**SOURCE TEXT**
=== Begin Enclosure ===

5. Performance, Efficiency, and Comparative Evaluation

Multiple benchmarks have established that continuous image tokens yield substantial advantages in generative modeling:

Significantly improved image fidelity and visual quality (lower FID, higher Inception Score) compared to discrete-token autoregressive methods, as evidenced by Fluid’s zero-shot FID of 6.16 on MS-COCO (Fan et al., 2024) and NextStep-1’s SOTA GenEval scores (Team et al., 14 Aug 2025).
High compression capability without significant loss, as demonstrated by SoftVQ-VAE’s use of as few as 32 tokens for 256×256 images while achieving FID scores of 1.78 (Chen et al., 2024).
Major inference and training throughput improvements: up to 18× (256² images) and 55× (512² images) speedups over conventional discrete models (Chen et al., 2024).
Enhanced sample efficiency, reduction in required model size and computational cost via multistage or hierarchical generation (Yuan et al., 2024).
Unification of text and image tokens within a single transformer, supporting efficient multimodal (text+image) tasks and robust cross-representational learning (Team et al., 14 Aug 2025, Fan et al., 17 Mar 2025, Zheng et al., 2 Jul 2025).

Recent models have also demonstrated robust image editing, interpolation, and inversion capabilities enabled by the continuous, traversable latent space (Team et al., 14 Aug 2025).

6. Challenges, Limitations, and Open Directions

While continuous tokens improve detail and smoothness, they pose unique challenges:

Density estimation: The unbounded, high-dimensional continuous token space complicates probabilistic modeling, increasing risk of out-of-distribution artifacts (Zheng et al., 2 Jul 2025).
Optimization: Direct continuous next-token prediction can be unstable. Conditioning on discrete priors or “bridging” with post-hoc discretization mitigates these issues and improves optimization stability (Wang et al., 21 Mar 2025, Wang et al., 20 Mar 2025, Zheng et al., 2 Jul 2025).
Hybrid modeling trade-offs: Hybrid or two-stage models yield improved results but increase pipeline complexity and require careful architectural and loss-balancing choices, especially for unified multimodal models (Fan et al., 17 Mar 2025, Zheng et al., 2 Jul 2025).

=== End Enclosure ===

**TASK INSTRUCTIONS**
Repeat the passage of the section on continuous image tokens starting at "Multiple benchmarks have" and ending at "scores (Team et al., 14 Aug 2025).".

**DATASET ENTRIES**
=== Begin Enclosure ===

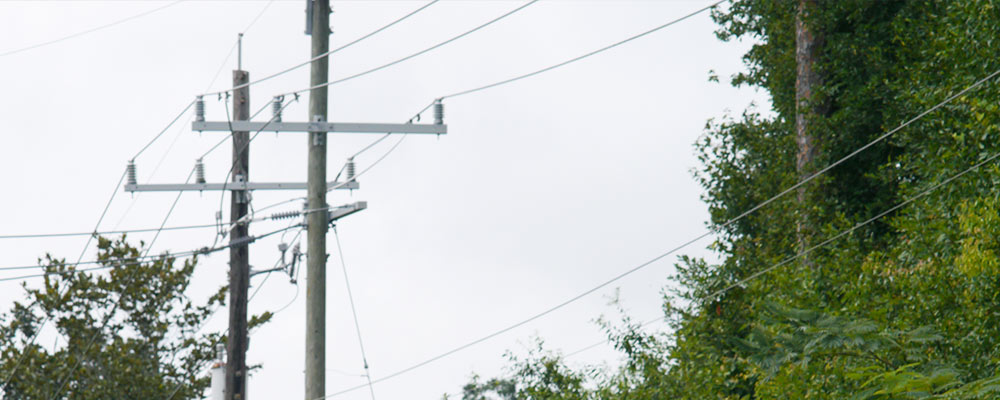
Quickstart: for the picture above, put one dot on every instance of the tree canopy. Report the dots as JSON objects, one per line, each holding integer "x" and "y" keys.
{"x": 903, "y": 307}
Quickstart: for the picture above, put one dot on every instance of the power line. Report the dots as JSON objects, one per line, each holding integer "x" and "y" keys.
{"x": 115, "y": 232}
{"x": 695, "y": 239}
{"x": 82, "y": 253}
{"x": 581, "y": 57}
{"x": 421, "y": 52}
{"x": 81, "y": 33}
{"x": 257, "y": 18}
{"x": 327, "y": 54}
{"x": 373, "y": 164}
{"x": 143, "y": 258}
{"x": 822, "y": 244}
{"x": 114, "y": 309}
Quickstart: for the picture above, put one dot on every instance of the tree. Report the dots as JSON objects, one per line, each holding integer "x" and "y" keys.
{"x": 902, "y": 308}
{"x": 132, "y": 333}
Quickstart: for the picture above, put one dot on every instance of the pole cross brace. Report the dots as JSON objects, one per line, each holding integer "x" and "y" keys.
{"x": 332, "y": 127}
{"x": 170, "y": 187}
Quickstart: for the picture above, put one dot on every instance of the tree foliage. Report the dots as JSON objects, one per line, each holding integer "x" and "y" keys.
{"x": 130, "y": 333}
{"x": 903, "y": 308}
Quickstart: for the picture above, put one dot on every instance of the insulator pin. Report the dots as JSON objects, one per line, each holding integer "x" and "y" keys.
{"x": 286, "y": 215}
{"x": 438, "y": 113}
{"x": 199, "y": 171}
{"x": 349, "y": 169}
{"x": 130, "y": 172}
{"x": 199, "y": 109}
{"x": 276, "y": 108}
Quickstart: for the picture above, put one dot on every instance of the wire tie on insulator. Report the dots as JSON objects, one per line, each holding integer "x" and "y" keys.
{"x": 199, "y": 171}
{"x": 276, "y": 107}
{"x": 130, "y": 172}
{"x": 199, "y": 109}
{"x": 350, "y": 169}
{"x": 438, "y": 112}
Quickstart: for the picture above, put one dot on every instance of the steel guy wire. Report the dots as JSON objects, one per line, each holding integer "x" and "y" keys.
{"x": 114, "y": 232}
{"x": 143, "y": 149}
{"x": 570, "y": 61}
{"x": 354, "y": 311}
{"x": 697, "y": 238}
{"x": 268, "y": 275}
{"x": 114, "y": 309}
{"x": 735, "y": 284}
{"x": 225, "y": 181}
{"x": 230, "y": 135}
{"x": 81, "y": 33}
{"x": 130, "y": 261}
{"x": 134, "y": 261}
{"x": 117, "y": 304}
{"x": 179, "y": 115}
{"x": 34, "y": 337}
{"x": 421, "y": 52}
{"x": 327, "y": 54}
{"x": 257, "y": 18}
{"x": 822, "y": 244}
{"x": 372, "y": 165}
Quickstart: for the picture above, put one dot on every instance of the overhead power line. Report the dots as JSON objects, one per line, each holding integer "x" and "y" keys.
{"x": 706, "y": 234}
{"x": 419, "y": 53}
{"x": 81, "y": 33}
{"x": 581, "y": 57}
{"x": 44, "y": 235}
{"x": 818, "y": 246}
{"x": 324, "y": 55}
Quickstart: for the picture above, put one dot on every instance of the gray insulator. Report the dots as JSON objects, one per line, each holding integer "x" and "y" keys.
{"x": 350, "y": 169}
{"x": 199, "y": 171}
{"x": 199, "y": 110}
{"x": 438, "y": 113}
{"x": 276, "y": 107}
{"x": 285, "y": 215}
{"x": 130, "y": 172}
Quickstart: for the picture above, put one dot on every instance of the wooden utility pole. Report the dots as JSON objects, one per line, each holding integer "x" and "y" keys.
{"x": 807, "y": 44}
{"x": 239, "y": 253}
{"x": 317, "y": 219}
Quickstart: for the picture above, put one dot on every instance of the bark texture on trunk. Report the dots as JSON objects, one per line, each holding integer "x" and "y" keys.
{"x": 807, "y": 43}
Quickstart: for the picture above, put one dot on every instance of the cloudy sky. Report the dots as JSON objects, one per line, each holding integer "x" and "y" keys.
{"x": 542, "y": 189}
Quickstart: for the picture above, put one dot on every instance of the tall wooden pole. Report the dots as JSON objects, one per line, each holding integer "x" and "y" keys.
{"x": 239, "y": 253}
{"x": 316, "y": 220}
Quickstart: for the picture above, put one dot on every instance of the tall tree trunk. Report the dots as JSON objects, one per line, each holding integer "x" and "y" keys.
{"x": 807, "y": 44}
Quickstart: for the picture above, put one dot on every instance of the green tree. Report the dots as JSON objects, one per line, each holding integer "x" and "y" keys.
{"x": 150, "y": 347}
{"x": 904, "y": 307}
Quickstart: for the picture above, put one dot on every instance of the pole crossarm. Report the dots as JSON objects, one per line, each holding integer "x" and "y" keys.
{"x": 331, "y": 127}
{"x": 168, "y": 187}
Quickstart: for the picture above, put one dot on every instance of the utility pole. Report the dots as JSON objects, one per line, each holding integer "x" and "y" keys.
{"x": 807, "y": 79}
{"x": 239, "y": 254}
{"x": 316, "y": 222}
{"x": 318, "y": 215}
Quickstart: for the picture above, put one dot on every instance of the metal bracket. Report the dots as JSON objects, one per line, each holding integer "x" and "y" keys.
{"x": 170, "y": 187}
{"x": 331, "y": 127}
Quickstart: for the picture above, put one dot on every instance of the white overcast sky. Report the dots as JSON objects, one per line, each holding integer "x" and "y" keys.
{"x": 542, "y": 188}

=== End Enclosure ===

**RESPONSE TO THE TASK**
Multiple benchmarks have established that continuous image tokens yield substantial advantages in generative modeling:

Significantly improved image fidelity and visual quality (lower FID, higher Inception Score) compared to discrete-token autoregressive methods, as evidenced by Fluid’s zero-shot FID of 6.16 on MS-COCO (Fan et al., 2024) and NextStep-1’s SOTA GenEval scores (Team et al., 14 Aug 2025).